Problem description. Continue the column of brief news notes about public figures that follows, beginning after its final paragraph.

Top of Excerpted text

Onetime Lightweight Champion Benny Leonard, 44, and his old rival, hammer-hitting Lew Tendler, 42, sparred three rounds at a Philadelphia exhibition for charity, accorded each other the victory. Both now run restaurants, Leonard in Manhattan, Tendler in Philadelphia. Boxer Benny, who won a famous fight from Tendler in 1922 mostly by his wits, had already explained how the paunch-pushing would go: "He's going to hit me with a left hook--not too hard--and I'm going to talk him out of the fight all over again."

After announcing he might seek draft deferment because his football team needed him (TIME, Jan. 20), Sportsman-Socialite Dan Topping, angel of the Brooklyn Dodgers and husband of Skater Sonja Henie, got off because he had stomach ulcers.

Having written an essay entitled "How You Can't Know How Bad the Times Are," Vermonter Robert Frost confided he would like to be a Congressman. Observed Poet Frost: "Vermont hasn't heard about it yet."

Bottom of Excerpted text
Top of Dataset entries

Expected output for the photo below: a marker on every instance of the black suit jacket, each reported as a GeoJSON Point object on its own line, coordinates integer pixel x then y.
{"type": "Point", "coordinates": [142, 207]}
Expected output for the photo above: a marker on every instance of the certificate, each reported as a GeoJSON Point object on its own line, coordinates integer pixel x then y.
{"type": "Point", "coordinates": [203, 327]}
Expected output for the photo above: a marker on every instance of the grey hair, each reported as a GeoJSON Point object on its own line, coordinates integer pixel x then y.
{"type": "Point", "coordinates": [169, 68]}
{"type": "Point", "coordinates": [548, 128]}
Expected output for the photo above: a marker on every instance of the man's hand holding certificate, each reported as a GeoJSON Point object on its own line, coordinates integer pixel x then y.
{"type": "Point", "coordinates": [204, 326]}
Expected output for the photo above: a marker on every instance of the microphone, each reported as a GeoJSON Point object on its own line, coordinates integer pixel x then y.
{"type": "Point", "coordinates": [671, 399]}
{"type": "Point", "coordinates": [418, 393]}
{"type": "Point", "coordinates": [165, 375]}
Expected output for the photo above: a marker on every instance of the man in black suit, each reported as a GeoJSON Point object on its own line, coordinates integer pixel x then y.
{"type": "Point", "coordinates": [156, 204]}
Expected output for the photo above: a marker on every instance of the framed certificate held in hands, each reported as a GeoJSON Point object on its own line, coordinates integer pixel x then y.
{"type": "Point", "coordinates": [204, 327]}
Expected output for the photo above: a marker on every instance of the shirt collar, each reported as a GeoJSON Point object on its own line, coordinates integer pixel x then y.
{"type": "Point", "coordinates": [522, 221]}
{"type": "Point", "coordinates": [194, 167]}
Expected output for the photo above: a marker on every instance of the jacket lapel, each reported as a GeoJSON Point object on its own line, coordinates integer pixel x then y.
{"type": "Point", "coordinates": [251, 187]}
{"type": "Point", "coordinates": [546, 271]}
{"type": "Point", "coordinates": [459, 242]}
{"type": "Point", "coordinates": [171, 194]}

Bottom of Dataset entries

Exercise result.
Trapped by flames in the upper stories of their Mt. Vernon, N. Y. house, Author Vincent Sheean, his wife (Diana Forbes-Robertson) and their two small children escaped being burned to death by leaping from windows. Author Sheean sprained an ankle, singed his hair; his wife suffered severe burns. The eleven-room house, which they leased from Sinclair Lewis and his wife, Dorothy Thompson, burned to a crisp.

Pointing to "the studied informality of [his] clothes," the Merchant Tailors and Designers Association of America nominated shambling, walrusy Big Bill Knudsen, who likes stripes, to their honor roll of 1941's best-dressed citizens.

In Los Angeles court, Hedwig Eva Maria Kiesler Mandl Markey, 26, got her name legally changed to Hedy Lamarr.

Brandishing his .38-calibre pistol fearsomely upon his belated arrival from Manhattan, Asbestos Boy Tommy Manville discovered that neither searchlights on the terraces, a siren on the roof, dogs in the kennel, or five lurking guards, had prevented burglars from cracking a safe on his whopping New Rochelle, N. Y. estate and snaffling $7,500 in cash, $500 in gold plate.

When Puerto Ricans celebrated his induction into office, stocky. Pennsylvania Dutch Governor Guy J. Swope decreed no congas or rumbas at the reception in the ancient La Fortaleza--nothing more venturesome than a waltz. Reason: WPAsters readying the floors for the occasion had put on such a high polish that a pre-inaugural visitor slipped and broke her leg.

In a San Francisco court to answer charges of mismanaging his car, Douglas Gorce ("Wrong Way") Corrigan got off because the car he ran into was going the wrong way.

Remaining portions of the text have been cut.